▶ [给定文段]
________

本题可利用动态规划进行求解,数据是 n * m 的矩阵,利用二维 dp,每次移动只能向右或向下,初始值 dp[0][0] = v00, 第一行 dp[i][j] = dp[i - 1][j] + vij, 第一列 dp[i][j] = dp[i][j - 1] + vij, 当 i > 0 且 j > 0 时 dp[i][j] = max(dp[i - 1][j], dp[i][j - 1]) + vij,进行状态转移;代码如下:

n, m = map(int, input().strip().split())
data = [list(input().strip()) for _ in range(n)]
dp = [[0 for _ in range(m)] for _ in range(n)]
count = {"l":4, "o":3, "v": 2, "e": 1}
for i in range(n):
    for j in range(m):
        if i == j == 0:
            dp[i][j] = count[data[i][j]] if data[i][j] in count else 0
        elif i > 0 and j == 0:
            dp[i][j] = dp[i - 1][j] + (count[data[i][j]] if data[i][j] in count else 0)

________

▶ [提供的信息]
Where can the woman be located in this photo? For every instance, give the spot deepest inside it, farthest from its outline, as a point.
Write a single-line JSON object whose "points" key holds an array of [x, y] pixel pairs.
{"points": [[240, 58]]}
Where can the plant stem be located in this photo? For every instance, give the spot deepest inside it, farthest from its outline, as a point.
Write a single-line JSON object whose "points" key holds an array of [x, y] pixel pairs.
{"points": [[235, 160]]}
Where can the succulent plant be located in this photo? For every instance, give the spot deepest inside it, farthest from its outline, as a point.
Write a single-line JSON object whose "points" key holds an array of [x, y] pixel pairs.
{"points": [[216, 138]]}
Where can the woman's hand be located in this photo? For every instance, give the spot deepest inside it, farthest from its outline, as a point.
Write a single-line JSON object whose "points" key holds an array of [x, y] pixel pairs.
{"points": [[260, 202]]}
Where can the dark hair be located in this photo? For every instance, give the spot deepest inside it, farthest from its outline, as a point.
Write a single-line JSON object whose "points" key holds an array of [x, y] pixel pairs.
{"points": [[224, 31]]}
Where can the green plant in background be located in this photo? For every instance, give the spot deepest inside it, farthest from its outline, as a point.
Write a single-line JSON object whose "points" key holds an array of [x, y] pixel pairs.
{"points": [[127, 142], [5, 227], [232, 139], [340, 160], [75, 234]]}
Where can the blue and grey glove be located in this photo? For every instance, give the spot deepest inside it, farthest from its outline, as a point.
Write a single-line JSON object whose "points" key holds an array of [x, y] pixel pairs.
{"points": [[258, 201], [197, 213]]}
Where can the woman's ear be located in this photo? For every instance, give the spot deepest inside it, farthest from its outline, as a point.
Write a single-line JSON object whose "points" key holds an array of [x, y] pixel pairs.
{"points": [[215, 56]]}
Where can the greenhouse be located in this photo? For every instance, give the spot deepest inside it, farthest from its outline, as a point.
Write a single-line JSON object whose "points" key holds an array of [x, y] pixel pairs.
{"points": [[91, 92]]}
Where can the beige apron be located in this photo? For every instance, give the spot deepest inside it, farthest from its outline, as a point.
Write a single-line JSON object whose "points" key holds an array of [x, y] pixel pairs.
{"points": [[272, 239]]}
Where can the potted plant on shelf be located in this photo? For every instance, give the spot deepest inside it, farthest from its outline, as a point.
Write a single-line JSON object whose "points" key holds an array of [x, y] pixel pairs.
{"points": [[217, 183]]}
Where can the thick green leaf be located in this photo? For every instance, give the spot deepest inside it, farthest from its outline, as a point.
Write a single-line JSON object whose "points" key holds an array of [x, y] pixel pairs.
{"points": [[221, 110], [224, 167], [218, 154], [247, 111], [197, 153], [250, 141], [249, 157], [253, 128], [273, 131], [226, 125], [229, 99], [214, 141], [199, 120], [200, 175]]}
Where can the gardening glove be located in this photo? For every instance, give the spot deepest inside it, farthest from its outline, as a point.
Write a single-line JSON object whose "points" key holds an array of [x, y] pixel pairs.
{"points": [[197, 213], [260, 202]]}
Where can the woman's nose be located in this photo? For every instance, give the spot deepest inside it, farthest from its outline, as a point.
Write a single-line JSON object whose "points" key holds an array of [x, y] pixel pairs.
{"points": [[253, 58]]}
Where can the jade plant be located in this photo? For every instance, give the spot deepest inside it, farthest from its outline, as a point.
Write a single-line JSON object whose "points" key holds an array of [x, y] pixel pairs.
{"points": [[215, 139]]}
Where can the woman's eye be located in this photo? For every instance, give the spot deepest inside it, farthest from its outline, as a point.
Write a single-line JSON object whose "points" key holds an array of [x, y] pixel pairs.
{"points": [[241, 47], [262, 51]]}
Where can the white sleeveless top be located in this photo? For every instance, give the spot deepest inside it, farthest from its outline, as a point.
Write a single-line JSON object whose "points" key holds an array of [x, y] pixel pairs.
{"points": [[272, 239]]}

________

▶ [书面任务]
[1] 请根据上面讲解动态规划解法的文段,回答下列问题。
(a) 每次移动只能朝哪两个方向?
(b) 代码中字母 "o" 对应的分值是多少?
(c) 文中给出的初始值 dp[0][0] 等于什么?
[2] 请从最后一行接着写下去,补全讲解动态规划解法的文段中的代码。

▶ [参考答案]
[1]
(a) 只能向右或向下。
(b) 3。
(c) dp[0][0] = v00。

[2]
        elif i == 0 and j > 0:
            dp[i][j] = dp[i][j - 1] + (count[data[i][j]] if data[i][j] in count else 0)
        elif i > 0 and j > 0:
            dp[i][j] = max(dp[i - 1][j], dp[i][j - 1]) + (count[data[i][j]] if data[i][j] in count else 0)
print(dp[-1][-1])